#### WHAT TO DO:
All of the entries need to be written out again, exactly as they are.

BEGIN INFORMATION SHOWN

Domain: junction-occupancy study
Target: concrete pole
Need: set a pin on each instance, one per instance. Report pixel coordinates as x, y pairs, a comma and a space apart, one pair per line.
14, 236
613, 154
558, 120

END INFORMATION SHOWN

#### RESULT:
Domain: junction-occupancy study
Target: concrete pole
Need: set a pin on each instance, one per instance. Report pixel coordinates as x, y pairs, a comma and a space apart, one pair per line.
14, 236
613, 154
558, 120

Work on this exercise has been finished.